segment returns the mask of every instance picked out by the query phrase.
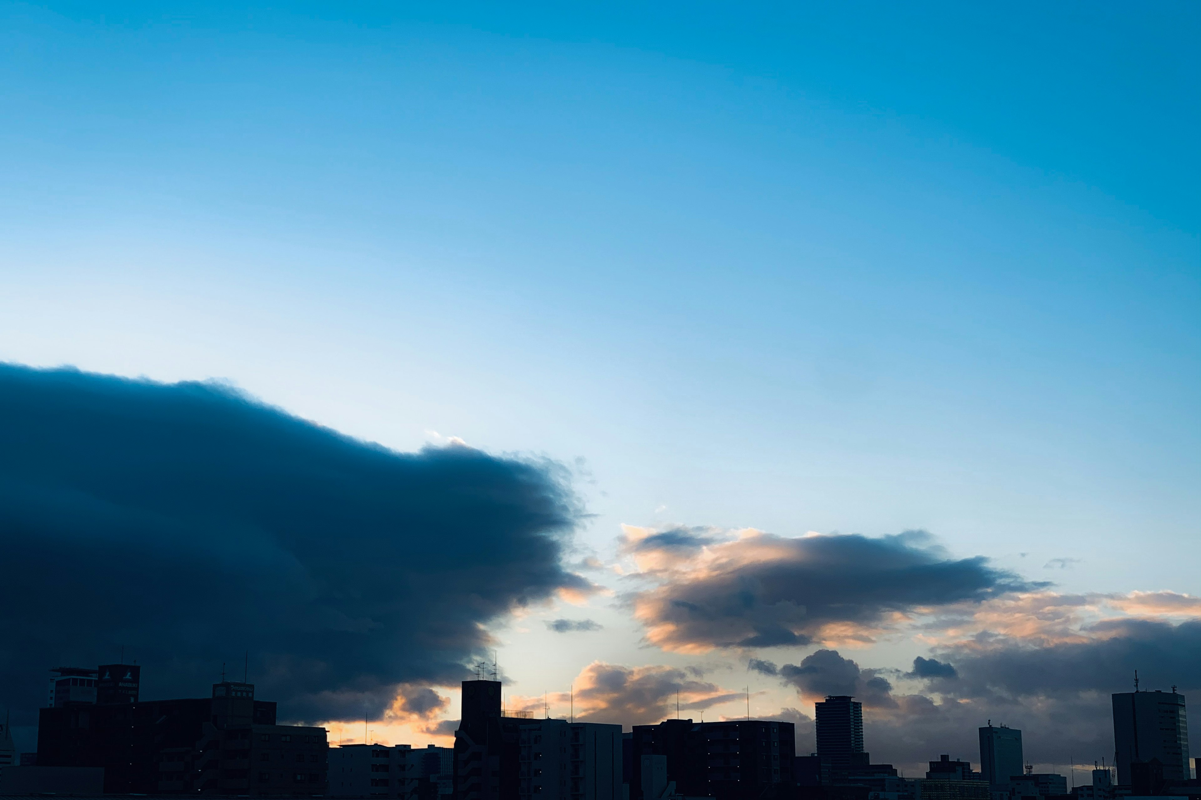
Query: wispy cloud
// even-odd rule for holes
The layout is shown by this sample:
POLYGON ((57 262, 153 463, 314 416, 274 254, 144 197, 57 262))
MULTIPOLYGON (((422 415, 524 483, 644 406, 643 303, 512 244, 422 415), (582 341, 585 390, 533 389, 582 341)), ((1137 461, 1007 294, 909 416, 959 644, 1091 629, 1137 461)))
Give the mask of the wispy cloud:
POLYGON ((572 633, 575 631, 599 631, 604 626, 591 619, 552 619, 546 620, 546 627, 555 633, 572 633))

########

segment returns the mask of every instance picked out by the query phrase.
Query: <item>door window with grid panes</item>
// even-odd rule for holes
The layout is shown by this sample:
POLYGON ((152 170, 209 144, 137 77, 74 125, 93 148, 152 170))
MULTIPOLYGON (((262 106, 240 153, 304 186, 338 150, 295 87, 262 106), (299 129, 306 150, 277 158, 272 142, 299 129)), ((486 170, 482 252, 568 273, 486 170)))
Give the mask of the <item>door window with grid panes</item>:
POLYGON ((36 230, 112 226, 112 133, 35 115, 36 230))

########

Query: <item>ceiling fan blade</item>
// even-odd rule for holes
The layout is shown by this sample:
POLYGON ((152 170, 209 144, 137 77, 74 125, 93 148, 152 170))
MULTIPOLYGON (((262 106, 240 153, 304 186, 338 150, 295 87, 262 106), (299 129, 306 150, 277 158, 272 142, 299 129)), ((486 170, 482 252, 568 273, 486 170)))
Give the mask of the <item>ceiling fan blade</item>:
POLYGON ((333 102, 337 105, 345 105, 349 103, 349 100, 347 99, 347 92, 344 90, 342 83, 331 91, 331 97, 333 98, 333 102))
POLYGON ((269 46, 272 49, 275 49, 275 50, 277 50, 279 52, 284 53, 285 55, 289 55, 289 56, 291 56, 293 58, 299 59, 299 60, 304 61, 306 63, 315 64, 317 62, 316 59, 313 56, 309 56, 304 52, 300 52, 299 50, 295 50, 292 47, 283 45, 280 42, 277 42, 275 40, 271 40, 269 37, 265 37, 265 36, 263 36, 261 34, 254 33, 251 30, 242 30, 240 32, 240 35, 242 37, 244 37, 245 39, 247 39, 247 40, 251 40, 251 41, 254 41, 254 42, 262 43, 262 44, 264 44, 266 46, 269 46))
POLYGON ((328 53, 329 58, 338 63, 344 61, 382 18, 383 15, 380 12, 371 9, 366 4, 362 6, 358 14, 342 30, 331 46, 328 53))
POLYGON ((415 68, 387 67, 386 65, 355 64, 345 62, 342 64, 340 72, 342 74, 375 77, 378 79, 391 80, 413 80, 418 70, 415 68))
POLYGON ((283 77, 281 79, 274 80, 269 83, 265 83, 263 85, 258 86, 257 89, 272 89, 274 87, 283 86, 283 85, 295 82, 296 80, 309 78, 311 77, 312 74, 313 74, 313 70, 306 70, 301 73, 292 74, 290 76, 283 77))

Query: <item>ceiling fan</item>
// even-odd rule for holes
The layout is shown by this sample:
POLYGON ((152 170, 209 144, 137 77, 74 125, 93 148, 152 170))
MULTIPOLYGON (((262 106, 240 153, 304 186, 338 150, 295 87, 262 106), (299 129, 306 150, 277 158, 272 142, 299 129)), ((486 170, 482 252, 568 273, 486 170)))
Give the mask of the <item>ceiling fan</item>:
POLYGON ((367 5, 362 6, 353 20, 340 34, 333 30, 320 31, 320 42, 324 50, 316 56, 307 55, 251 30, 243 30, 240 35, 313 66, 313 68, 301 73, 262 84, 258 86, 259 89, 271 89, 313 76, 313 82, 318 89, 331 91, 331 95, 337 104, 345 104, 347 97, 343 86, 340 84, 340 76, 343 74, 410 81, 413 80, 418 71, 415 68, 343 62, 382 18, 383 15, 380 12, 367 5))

########

**What is required**.
Which lines in the items above contain the string "panes"? Pull out each of those lines in full, and match case exactly.

**Result below**.
Query: <item>door window with grid panes</item>
Give the mask of the <item>door window with grid panes</item>:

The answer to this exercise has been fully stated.